Some of their findings are also reflected in an ethnography of American anthropology that I blogged about nearly two years ago: Reversed Gaze. An African Ethnography of American Anthropology by Mwenda Ntarangwi - see my post How racist is American anthropology?. I see now that I announced a second post about this book, but it never appeared, I hope I’ll have the opportunity to do that soon!
See also a post from 2005: How can we create a more plural anthropological community? and a more recent post The dubious behaviour of Western researchers sightseeing the “Arab Spring”
There has been some discussion on these issues (including the paper) in a post by Jason Antrosio at Savage Minds: Taking Anthropology, Introduction
Antropologi.info is mainly about social anthropology. So, maybe now it’s time to get inspired by a paper from a neighbouring discipline - archaeology. Lukas Loeb has sent me this paper that he’d like to share with others: The Human Burial of the Abrigo Lagar Velho Child. An analysis of human burial and the understanding of social relations and ancient society.

#### RECORDED INFORMATION:
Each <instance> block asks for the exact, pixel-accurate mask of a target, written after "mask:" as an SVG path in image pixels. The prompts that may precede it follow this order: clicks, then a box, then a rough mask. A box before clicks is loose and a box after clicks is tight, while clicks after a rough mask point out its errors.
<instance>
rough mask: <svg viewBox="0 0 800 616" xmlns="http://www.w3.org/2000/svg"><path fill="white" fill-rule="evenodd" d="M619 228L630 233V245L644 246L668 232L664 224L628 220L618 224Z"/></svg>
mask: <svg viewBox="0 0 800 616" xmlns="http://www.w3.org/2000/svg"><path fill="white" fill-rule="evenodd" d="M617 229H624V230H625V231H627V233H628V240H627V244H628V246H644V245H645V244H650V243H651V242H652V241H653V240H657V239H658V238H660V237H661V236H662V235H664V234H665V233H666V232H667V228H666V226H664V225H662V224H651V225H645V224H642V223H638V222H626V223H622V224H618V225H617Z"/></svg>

#### WHAT THE TASK REQUIRES:
Please answer these questions about the blog excerpt on anthropology:
(a) Who is the author of "Reversed Gaze. An African Ethnography of American Anthropology"?
(b) From what year is the post titled "How can we create a more plural anthropological community?"
(c) Who sent the paper on the Abrigo Lagar Velho Child burial?
The data plays no part in this work.

#### EXERCISE ANSWER:
(a) Mwenda Ntarangwi
(b) 2005
(c) Lukas Loeb